# Available records:
[Start of Attachment]

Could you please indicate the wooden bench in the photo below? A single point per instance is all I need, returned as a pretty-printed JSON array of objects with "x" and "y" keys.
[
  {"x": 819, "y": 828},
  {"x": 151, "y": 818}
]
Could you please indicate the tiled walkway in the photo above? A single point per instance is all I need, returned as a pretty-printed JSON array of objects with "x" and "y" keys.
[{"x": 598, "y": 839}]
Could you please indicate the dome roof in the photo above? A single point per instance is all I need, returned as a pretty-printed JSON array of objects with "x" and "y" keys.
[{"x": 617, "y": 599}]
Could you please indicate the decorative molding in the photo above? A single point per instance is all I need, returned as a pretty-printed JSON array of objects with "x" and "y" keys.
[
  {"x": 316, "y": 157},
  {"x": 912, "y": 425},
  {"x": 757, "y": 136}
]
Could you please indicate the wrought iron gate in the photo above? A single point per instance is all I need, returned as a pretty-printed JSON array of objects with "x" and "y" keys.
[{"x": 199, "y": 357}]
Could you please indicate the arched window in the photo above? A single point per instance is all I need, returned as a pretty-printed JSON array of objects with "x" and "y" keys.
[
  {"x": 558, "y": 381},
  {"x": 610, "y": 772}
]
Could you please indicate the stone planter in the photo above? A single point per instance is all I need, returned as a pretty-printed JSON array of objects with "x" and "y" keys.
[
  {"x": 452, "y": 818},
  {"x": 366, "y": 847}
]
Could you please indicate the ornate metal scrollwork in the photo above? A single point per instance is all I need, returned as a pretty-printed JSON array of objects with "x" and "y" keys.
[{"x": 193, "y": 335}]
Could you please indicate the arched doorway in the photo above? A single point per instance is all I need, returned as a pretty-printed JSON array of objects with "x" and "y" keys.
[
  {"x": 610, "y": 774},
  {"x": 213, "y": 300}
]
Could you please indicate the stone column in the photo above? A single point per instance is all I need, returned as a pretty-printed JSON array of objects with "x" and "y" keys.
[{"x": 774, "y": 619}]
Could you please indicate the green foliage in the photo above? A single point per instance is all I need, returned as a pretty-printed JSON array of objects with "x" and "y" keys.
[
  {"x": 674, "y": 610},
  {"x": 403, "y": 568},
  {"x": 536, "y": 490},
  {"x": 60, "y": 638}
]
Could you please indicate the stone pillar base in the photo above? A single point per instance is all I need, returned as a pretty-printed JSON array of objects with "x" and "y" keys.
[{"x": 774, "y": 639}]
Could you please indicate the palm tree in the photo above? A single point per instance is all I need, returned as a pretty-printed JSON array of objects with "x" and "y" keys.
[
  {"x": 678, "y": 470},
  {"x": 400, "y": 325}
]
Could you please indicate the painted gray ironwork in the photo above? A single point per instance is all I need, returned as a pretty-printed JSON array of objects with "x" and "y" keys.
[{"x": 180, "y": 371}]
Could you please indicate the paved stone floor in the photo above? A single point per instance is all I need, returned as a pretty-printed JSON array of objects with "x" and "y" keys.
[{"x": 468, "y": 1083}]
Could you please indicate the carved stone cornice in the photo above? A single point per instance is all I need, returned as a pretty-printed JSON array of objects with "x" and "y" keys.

[End of Attachment]

# Work to complete:
Repeat the listing above line by line, exactly as written.

# Solution for this problem:
Could you please indicate the wooden bench in the photo below? A single point per instance is all I need, returned as a pretty-printed JSON array of objects with "x" and "y" keys.
[
  {"x": 819, "y": 828},
  {"x": 151, "y": 818}
]
Could you please indicate the tiled walkway in the photo above? A single point per instance is all I need, returned as a pretty-printed JSON array of objects with "x" and "y" keys.
[{"x": 598, "y": 839}]
Could you please indicate the dome roof in the photo above? A single point per instance is all I need, returned as a pretty-printed JSON array of objects with "x" and "y" keys.
[{"x": 617, "y": 599}]
Could you please indicate the decorative molding in the photo above? A single point per instance is all I need, returned as a pretty-printed JSON array of objects with "x" and "y" keys.
[
  {"x": 316, "y": 157},
  {"x": 912, "y": 425},
  {"x": 757, "y": 136}
]
Could you please indicate the wrought iron gate in the photo above? A single point per instance is all I need, returned as a pretty-printed JSON array of objects with "x" and "y" keys.
[{"x": 199, "y": 357}]
Could you please indicate the arched window in the photo above? A single point per instance is all I need, returned as a pretty-printed JSON array of objects with "x" and "y" keys.
[
  {"x": 558, "y": 381},
  {"x": 610, "y": 772}
]
Could you please indicate the stone planter in the photo above? A single point per instance is all I need, returned as a pretty-printed JSON array of objects with "x" and "y" keys.
[
  {"x": 452, "y": 818},
  {"x": 366, "y": 847}
]
Could you please indicate the ornate metal scrollwork in the photo above? A single point per instance is all I need, returned as a pretty-printed JSON array of objects with "x" and "y" keys.
[{"x": 193, "y": 335}]
Could you please indicate the arched doorway in the photo above? A single point per instance is all I need, returned as a pretty-printed JSON array of objects with "x" and "y" keys.
[
  {"x": 610, "y": 774},
  {"x": 213, "y": 300}
]
Could you please indicate the stone column in the photo above? A single point per instance is all I need, returned as a pretty-printed JSON array of objects with "x" and "y" keys.
[{"x": 774, "y": 619}]
Could you please indicate the green foliage in the photo above? A single point per instance is all I need, returned as a pretty-printed JSON array of objects with "x" and "y" keys.
[
  {"x": 674, "y": 610},
  {"x": 403, "y": 568},
  {"x": 536, "y": 490},
  {"x": 60, "y": 638}
]
Could you please indicate the stone pillar base in the photo above? A single point per instance is all I need, returned as a pretty-printed JSON array of objects with "x" and "y" keys.
[{"x": 774, "y": 639}]
Could you please indicate the palm tree in the photo above? A single point per instance is all I need, returned as a pretty-printed JSON array of objects with "x" and "y" keys.
[
  {"x": 678, "y": 470},
  {"x": 400, "y": 325}
]
Could you please indicate the painted gray ironwork in the photo above? A single point per instance is all I need, returned as a pretty-printed JSON array of objects with "x" and "y" keys.
[{"x": 180, "y": 371}]
Could you please indicate the paved stone floor in the photo above? A single point per instance is all I need, returned as a pretty-printed JSON array of objects with "x" and "y" keys.
[{"x": 468, "y": 1083}]
Could you please indicate the carved stone cornice in the photo above? A single point per instance is all I need, returned as a pretty-printed JSON array of objects with "x" and "y" keys.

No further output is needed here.